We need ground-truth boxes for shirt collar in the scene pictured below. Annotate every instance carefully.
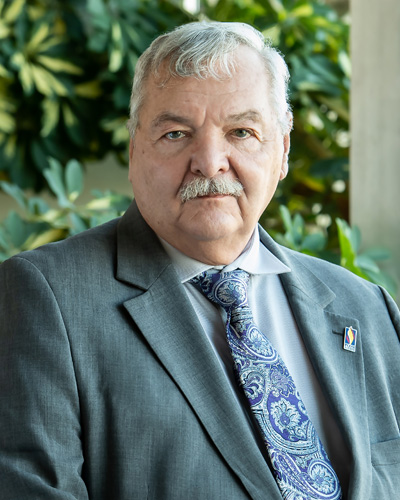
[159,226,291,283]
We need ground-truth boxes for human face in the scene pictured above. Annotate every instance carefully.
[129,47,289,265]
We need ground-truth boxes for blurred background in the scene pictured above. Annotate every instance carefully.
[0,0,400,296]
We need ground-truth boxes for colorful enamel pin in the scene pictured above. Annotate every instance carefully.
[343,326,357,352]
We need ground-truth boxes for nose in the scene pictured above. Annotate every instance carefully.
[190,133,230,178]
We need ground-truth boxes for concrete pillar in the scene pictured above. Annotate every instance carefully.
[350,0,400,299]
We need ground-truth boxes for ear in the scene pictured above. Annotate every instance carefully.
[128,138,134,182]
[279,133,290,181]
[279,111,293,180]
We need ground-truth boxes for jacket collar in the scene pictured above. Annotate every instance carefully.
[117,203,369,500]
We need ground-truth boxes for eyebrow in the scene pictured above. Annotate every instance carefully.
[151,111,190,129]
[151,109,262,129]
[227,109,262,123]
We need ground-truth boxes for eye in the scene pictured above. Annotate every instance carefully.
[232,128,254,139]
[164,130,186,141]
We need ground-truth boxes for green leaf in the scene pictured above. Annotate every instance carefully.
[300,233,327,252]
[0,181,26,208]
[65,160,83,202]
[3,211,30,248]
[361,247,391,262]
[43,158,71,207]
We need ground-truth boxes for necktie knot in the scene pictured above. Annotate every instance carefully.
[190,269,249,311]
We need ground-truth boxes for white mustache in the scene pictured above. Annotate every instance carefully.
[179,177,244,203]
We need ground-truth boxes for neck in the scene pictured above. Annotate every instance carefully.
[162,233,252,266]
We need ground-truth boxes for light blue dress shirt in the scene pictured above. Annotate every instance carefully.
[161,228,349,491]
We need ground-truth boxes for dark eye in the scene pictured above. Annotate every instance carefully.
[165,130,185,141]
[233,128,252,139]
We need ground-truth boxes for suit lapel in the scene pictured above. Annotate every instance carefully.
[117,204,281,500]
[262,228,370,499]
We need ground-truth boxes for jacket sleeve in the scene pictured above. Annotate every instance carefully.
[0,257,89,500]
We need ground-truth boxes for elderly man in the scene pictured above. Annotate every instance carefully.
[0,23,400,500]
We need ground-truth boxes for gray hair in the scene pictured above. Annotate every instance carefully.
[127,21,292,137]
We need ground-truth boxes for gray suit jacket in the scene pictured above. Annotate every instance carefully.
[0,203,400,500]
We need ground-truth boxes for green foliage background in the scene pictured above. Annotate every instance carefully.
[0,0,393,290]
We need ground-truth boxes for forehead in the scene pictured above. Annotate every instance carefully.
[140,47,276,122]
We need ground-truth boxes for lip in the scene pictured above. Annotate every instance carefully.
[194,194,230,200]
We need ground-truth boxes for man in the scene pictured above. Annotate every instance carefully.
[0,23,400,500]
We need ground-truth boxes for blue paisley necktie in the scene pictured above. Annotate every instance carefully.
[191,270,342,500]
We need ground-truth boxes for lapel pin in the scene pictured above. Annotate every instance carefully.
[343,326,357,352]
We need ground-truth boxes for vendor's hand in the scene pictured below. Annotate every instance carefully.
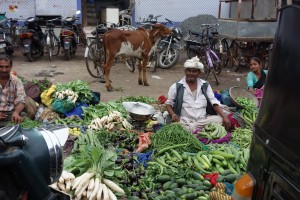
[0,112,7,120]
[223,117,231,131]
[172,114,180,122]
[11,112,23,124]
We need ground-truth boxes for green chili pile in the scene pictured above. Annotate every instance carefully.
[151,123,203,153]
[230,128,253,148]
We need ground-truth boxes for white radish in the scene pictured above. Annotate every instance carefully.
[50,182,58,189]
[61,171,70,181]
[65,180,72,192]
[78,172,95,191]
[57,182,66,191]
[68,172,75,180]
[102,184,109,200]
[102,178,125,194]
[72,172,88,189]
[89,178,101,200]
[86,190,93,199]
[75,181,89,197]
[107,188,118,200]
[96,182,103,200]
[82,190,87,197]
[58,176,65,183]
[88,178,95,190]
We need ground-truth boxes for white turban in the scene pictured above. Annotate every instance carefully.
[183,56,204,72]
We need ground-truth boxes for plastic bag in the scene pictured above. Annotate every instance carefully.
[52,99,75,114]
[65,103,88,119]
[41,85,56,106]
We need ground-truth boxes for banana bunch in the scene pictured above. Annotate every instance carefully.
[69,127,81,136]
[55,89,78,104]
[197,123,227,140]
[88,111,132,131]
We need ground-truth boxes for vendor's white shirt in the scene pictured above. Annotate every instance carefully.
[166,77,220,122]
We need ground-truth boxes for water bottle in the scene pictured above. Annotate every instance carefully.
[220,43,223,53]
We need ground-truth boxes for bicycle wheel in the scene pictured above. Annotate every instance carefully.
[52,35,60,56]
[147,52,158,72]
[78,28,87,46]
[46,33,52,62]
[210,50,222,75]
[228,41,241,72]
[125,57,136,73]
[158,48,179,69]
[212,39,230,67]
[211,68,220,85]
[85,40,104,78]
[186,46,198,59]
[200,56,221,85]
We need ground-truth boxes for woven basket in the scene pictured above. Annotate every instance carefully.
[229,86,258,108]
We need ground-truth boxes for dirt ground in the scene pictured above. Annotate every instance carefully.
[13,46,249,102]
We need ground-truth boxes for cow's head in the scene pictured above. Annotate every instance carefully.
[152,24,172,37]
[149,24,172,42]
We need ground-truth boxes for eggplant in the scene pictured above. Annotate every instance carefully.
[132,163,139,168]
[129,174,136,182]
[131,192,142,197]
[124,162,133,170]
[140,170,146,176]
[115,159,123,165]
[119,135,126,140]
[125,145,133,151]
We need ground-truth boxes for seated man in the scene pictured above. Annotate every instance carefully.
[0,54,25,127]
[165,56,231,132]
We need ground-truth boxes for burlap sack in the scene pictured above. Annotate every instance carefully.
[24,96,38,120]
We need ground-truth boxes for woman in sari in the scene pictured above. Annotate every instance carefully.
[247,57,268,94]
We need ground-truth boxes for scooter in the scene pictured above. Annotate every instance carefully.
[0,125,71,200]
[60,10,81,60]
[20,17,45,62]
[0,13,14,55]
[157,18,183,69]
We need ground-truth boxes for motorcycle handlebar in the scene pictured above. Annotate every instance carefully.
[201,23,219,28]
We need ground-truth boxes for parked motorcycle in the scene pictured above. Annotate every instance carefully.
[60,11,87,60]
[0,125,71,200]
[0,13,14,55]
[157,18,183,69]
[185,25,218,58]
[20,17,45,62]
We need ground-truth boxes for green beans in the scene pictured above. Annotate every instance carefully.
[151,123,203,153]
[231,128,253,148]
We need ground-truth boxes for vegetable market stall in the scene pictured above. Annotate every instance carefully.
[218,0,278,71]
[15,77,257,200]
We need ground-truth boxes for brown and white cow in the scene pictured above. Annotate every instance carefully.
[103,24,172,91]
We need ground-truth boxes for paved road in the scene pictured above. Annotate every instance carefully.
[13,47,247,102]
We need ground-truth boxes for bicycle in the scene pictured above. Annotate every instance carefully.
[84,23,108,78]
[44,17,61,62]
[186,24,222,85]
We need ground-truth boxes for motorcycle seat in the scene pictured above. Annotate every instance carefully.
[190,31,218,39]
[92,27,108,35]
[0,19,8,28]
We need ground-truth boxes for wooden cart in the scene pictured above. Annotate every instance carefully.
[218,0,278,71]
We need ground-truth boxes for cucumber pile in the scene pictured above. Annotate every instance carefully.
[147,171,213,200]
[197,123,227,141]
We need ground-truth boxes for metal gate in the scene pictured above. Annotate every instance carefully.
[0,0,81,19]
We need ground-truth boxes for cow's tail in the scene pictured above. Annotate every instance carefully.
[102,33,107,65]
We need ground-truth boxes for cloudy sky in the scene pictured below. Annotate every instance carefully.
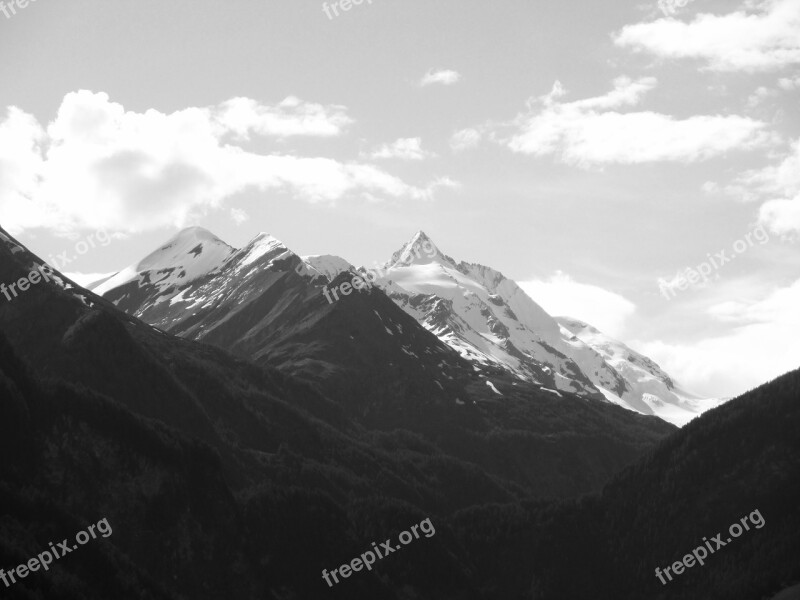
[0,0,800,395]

++++++++

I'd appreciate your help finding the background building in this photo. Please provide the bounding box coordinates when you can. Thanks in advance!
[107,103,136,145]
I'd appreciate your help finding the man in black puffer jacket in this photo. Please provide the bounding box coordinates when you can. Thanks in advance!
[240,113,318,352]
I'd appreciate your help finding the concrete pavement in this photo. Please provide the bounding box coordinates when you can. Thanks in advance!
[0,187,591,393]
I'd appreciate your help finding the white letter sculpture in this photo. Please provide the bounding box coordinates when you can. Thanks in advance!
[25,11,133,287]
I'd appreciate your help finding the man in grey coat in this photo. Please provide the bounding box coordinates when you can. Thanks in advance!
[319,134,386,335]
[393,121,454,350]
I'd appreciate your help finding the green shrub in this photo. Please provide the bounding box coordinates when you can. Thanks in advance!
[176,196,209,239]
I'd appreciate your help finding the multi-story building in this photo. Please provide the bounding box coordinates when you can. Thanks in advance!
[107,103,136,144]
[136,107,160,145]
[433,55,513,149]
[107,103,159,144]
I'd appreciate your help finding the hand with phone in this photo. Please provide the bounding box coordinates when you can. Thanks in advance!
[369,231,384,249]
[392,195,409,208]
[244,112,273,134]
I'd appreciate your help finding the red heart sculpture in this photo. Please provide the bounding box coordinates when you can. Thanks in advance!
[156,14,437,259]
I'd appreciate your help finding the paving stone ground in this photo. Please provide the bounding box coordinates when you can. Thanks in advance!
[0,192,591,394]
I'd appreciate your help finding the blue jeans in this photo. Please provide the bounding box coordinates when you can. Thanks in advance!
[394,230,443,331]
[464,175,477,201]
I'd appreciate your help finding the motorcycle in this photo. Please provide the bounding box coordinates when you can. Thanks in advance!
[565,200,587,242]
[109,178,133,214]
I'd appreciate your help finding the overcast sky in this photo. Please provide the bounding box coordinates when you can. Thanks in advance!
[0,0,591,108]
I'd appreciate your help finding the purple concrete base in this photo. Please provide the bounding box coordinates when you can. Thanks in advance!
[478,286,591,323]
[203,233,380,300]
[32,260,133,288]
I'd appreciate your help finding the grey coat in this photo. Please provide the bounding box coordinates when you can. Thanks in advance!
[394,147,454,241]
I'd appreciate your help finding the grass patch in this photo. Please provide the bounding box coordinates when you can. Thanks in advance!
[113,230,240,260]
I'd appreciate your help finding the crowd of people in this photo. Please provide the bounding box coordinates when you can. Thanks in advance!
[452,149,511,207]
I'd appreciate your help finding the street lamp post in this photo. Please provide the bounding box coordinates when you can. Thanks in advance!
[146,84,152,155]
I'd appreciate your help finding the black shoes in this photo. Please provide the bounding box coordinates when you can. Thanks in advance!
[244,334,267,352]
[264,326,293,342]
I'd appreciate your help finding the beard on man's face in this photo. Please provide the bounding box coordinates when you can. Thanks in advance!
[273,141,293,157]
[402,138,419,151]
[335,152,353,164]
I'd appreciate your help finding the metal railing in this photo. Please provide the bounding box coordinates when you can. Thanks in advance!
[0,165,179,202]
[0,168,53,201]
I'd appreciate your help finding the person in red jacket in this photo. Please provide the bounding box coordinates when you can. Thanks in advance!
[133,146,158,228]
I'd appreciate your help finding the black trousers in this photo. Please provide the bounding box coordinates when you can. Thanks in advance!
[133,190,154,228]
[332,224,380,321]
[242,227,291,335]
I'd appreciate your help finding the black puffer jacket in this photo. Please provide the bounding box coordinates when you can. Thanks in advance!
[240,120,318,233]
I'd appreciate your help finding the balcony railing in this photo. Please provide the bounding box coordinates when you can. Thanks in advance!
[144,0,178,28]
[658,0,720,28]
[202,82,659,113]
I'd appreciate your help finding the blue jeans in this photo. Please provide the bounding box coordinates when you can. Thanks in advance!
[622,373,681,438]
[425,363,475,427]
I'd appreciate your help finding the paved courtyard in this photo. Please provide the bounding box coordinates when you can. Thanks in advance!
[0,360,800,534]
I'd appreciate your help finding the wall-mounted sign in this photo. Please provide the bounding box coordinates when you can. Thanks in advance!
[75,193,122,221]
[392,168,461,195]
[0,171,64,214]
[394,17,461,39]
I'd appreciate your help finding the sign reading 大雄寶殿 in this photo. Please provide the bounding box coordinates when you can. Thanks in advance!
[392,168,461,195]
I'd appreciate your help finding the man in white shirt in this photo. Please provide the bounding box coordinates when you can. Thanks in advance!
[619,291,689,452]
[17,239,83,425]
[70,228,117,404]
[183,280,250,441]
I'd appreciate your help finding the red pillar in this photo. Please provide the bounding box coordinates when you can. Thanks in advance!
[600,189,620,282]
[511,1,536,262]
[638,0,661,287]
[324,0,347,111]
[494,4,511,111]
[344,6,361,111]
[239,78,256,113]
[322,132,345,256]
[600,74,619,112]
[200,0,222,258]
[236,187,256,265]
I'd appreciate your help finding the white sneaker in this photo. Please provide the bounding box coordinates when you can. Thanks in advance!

++++++++

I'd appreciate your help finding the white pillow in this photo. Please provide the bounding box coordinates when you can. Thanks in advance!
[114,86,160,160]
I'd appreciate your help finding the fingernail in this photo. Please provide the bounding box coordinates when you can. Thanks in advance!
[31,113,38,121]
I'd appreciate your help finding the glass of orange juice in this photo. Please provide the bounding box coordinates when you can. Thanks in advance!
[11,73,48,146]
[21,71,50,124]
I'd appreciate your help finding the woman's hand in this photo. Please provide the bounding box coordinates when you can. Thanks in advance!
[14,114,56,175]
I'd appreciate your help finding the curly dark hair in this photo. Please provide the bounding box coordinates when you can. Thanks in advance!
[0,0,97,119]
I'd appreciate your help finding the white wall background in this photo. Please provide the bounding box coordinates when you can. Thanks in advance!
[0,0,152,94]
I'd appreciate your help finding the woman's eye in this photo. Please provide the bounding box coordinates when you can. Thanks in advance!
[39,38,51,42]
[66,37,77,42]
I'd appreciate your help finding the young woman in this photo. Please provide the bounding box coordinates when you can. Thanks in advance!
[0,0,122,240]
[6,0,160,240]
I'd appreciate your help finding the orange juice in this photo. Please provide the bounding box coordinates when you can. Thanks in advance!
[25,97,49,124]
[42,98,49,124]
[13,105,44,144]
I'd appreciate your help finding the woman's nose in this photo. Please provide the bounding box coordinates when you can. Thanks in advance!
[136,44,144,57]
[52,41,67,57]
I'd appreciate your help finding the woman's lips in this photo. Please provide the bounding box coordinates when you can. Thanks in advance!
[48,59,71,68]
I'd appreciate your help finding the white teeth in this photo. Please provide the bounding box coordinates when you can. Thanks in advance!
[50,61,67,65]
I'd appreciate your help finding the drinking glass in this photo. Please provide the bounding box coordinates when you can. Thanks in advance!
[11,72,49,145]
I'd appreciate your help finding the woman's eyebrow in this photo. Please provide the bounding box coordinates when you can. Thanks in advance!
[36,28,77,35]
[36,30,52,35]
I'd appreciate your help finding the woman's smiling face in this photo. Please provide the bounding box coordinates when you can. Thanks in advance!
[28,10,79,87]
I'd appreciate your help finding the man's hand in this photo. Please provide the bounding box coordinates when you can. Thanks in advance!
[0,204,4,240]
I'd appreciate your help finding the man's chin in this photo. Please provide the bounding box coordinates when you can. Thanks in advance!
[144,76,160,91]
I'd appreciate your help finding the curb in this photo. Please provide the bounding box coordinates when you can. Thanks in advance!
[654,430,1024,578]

++++++++

__Exercise prompt__. Please copy out the data from the line containing "We need ground-truth boxes for shirt" down to the line containing "[129,47,289,265]", both ends included. Keep every line of wording, but multiply each bounding-box coordinate by 0.9, rounding to whole numbers with halves going up, and leave the pictures out.

__Solved problem__.
We need ground-truth boxes for shirt collar in the scene pictured below. Annotate every instance carefully.
[143,203,262,255]
We need ground-truth boxes for human face in the scene pictured above. Annotate every instance carefully.
[116,42,260,239]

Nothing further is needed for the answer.